Extract to read:

— BEGIN —

Train Keras and MLlib models within a Watson Machine Learning Accelerator custom notebook
Customize a notebook package to include Ananconda, PowerAI, sparkmagic and use that to connect to a Hadoop cluster and execute a Spark MLlib model
IBM Watson Machine Learning Accelerator is a software solution that bundles IBM Watson Machine Learning Community Edition, IBM Spectrum Conductor, IBM Spectrum Conductor™ Deep Learning Impact, and support from IBM for the whole stack, including the open source deep learning frameworks. Watson Machine Learning Accelerator provides an end-to-end deep learning platform for data scientists. This includes complete lifecycle management from installation and configuration to data ingest and preparation to building, optimizing, and distributing the training model, and to and moving the model into production. Watson Machine Learning Accelerator excels when you expand your deep learning environment to include multiple compute nodes. There’s even a free evaluation available. See the prerequisites from our first introduction tutorial, Classify images with Watson Machine Learning Accelerator.
This article has been updated for Watson Machine Learning Accelerator v 1.2.x. It leverages the Anaconda and Notebook envionment creation function provided by IBM Spectrum Conductor.
This is the second tutorial of this IBM Watson Machine Learning Accelerator education series.
- Configure the resource groups
- Configure the roles
- Configure the Consumer
- Create a user
- Import the Anaconda installer into WLM-A and create a conda environment.
- Create a Notebook environment
- Create a Spark instance group with a notebook that uses the Anaconda environment.

— END —

Requirement A:
Which version of Watson Machine Learning Accelerator was the notebook tutorial updated for?
Requirement B:
Pick up the Watson Machine Learning Accelerator notebook tutorial after its last line and keep writing.

Dataset entries:
— BEGIN —

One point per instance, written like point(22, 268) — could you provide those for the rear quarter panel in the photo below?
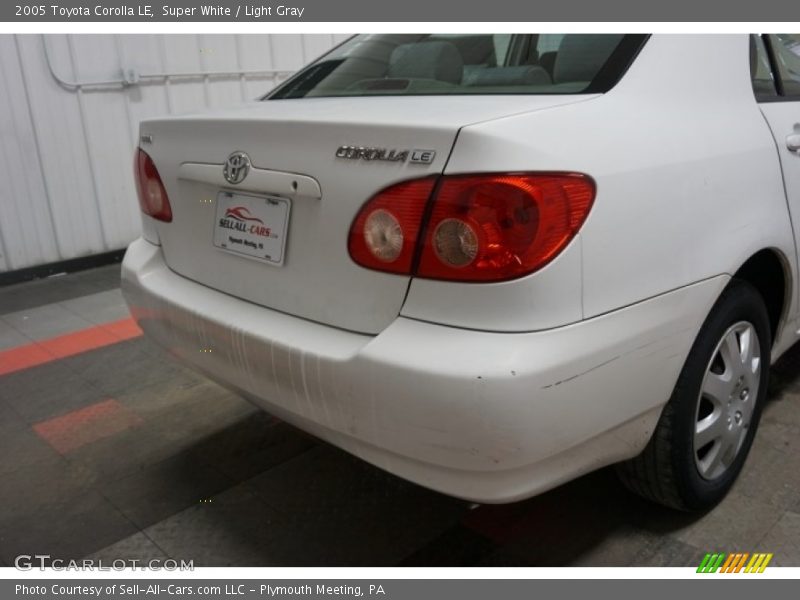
point(689, 185)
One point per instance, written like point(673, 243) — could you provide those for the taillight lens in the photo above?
point(384, 234)
point(153, 198)
point(496, 227)
point(479, 228)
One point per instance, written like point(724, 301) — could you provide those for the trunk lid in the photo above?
point(292, 147)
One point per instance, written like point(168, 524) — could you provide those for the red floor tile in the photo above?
point(85, 425)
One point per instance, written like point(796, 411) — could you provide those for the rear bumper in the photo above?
point(489, 417)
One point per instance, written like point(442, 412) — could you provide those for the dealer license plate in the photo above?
point(252, 226)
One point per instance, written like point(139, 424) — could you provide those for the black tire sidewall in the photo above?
point(739, 302)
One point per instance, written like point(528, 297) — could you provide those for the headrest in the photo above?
point(426, 60)
point(580, 56)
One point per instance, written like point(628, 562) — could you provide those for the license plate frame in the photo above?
point(253, 226)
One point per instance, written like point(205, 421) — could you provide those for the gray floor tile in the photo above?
point(254, 444)
point(235, 528)
point(159, 491)
point(670, 552)
point(783, 409)
point(101, 278)
point(353, 513)
point(99, 308)
point(737, 522)
point(46, 488)
point(136, 547)
point(130, 365)
point(28, 295)
point(47, 391)
point(10, 337)
point(22, 450)
point(46, 321)
point(77, 527)
point(124, 454)
point(783, 540)
point(772, 471)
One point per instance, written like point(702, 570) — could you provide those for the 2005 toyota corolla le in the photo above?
point(492, 263)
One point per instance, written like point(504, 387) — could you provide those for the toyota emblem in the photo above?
point(236, 167)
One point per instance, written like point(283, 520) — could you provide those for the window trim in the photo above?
point(776, 76)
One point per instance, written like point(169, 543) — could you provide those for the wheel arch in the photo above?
point(769, 271)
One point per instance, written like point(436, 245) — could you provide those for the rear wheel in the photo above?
point(706, 429)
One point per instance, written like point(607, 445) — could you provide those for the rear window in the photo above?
point(417, 64)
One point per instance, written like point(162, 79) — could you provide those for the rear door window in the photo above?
point(786, 48)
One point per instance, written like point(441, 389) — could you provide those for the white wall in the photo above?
point(66, 148)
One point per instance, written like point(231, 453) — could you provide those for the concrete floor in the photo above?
point(108, 449)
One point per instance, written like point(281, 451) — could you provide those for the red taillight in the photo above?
point(491, 227)
point(384, 234)
point(152, 196)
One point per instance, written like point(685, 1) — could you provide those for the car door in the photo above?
point(775, 71)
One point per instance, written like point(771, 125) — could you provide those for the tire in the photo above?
point(707, 427)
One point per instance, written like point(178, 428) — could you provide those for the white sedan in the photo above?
point(492, 263)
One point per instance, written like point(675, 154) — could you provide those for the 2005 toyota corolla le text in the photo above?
point(591, 260)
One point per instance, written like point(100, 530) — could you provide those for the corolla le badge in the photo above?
point(369, 153)
point(236, 167)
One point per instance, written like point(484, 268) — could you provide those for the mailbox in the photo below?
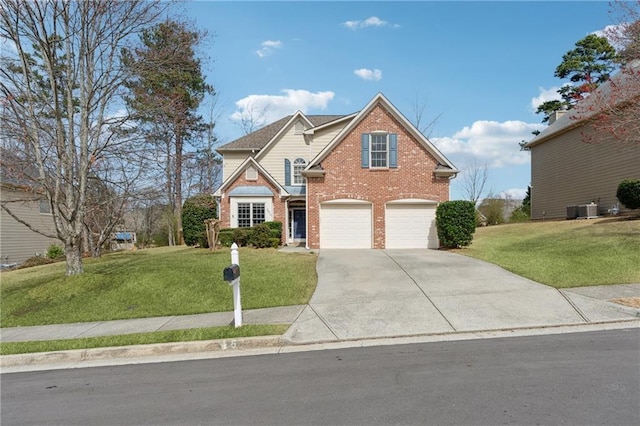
point(231, 273)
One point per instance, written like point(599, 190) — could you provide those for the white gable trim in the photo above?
point(312, 130)
point(250, 161)
point(276, 138)
point(380, 98)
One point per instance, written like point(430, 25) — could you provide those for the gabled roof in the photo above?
point(444, 167)
point(579, 116)
point(246, 163)
point(260, 138)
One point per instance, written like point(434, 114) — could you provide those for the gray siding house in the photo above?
point(568, 171)
point(17, 241)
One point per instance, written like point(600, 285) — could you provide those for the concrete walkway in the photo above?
point(365, 294)
point(278, 315)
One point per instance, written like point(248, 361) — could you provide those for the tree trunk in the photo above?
point(73, 252)
point(178, 183)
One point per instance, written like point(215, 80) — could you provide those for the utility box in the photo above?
point(572, 212)
point(231, 273)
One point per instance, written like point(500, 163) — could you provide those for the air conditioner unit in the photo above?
point(588, 210)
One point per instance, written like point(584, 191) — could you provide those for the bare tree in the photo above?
point(252, 118)
point(168, 86)
point(424, 125)
point(474, 180)
point(60, 81)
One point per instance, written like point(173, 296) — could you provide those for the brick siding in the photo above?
point(344, 178)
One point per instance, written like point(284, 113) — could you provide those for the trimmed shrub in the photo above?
point(260, 236)
point(276, 229)
point(240, 236)
point(194, 212)
point(456, 223)
point(519, 216)
point(629, 193)
point(225, 237)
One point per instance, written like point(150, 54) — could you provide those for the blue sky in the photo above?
point(480, 67)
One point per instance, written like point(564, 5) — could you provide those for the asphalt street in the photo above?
point(581, 378)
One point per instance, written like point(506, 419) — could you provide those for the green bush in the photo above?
point(240, 236)
point(519, 216)
point(276, 229)
point(260, 236)
point(629, 193)
point(55, 252)
point(194, 212)
point(456, 223)
point(225, 237)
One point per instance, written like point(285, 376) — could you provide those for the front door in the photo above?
point(299, 224)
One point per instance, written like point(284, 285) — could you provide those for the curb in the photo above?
point(158, 352)
point(136, 351)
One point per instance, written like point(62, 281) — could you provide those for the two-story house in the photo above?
point(364, 180)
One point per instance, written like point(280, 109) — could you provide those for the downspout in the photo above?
point(306, 213)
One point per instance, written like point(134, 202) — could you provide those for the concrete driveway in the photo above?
point(390, 293)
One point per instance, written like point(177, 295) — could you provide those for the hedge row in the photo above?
point(267, 234)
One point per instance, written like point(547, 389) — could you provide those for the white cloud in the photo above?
point(367, 74)
point(372, 21)
point(268, 108)
point(489, 142)
point(514, 193)
point(544, 96)
point(614, 34)
point(268, 46)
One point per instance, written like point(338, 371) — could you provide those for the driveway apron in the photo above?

— END —

Exercise output A:
It was updated for Watson Machine Learning Accelerator v 1.2.x.

Exercise output B:
- Start the notebook server and upload a notebook to train a Keras model.
- Connect to a Hadoop cluster from a notebook and execute a Spark MLlib model.
It should take you about two hours to complete this tutorial, which includes roughly 30 minutes of model training, installation, configuration, and getting the model through the GUI.
The tutorial requires access to a GPU-accelerated IBM Power® Systems server model AC922 or S822LC. In addition to acquiring a server, there are multiple options to access Power Systems servers listed on the IBM PowerAI developer portal.
Task 1: Configure the resource groups
Log on as the cluster Admin user.
Open the Resource Group configuration.
Select the ComputeHosts resource group.
Properly configure the number of slots to a value that makes sense. If the server is an 8-thread capable system, use 7 number of processors. If it’s a 4-thread capable system, go with 3 number of processors.
Optional, but recommended, change the resource selection method to static, and then select only the servers that will provide computing power (processor power) to the cluster.
Click Apply to commit the changes.
Create a new resource group.
Call it GPUHosts.
The number of slots should use the advanced formula and equals the number of GPUs on the systems by using the keyword ngpus.
Optionally, but recommended, change the resource selection method to static and select the nodes that are GPU-capable.
Under the Members Host column, click preferences and select the attribute ngpus to be displayed.
Click Apply and validate that the Members Host column now displays ngpus.
Finish the creation of the resource group by clicking Create.
Go to Resources -> Resource Planning (slot) -> Resource Plan.
Change the allocation policy of the ComputeHosts resource group to balanced.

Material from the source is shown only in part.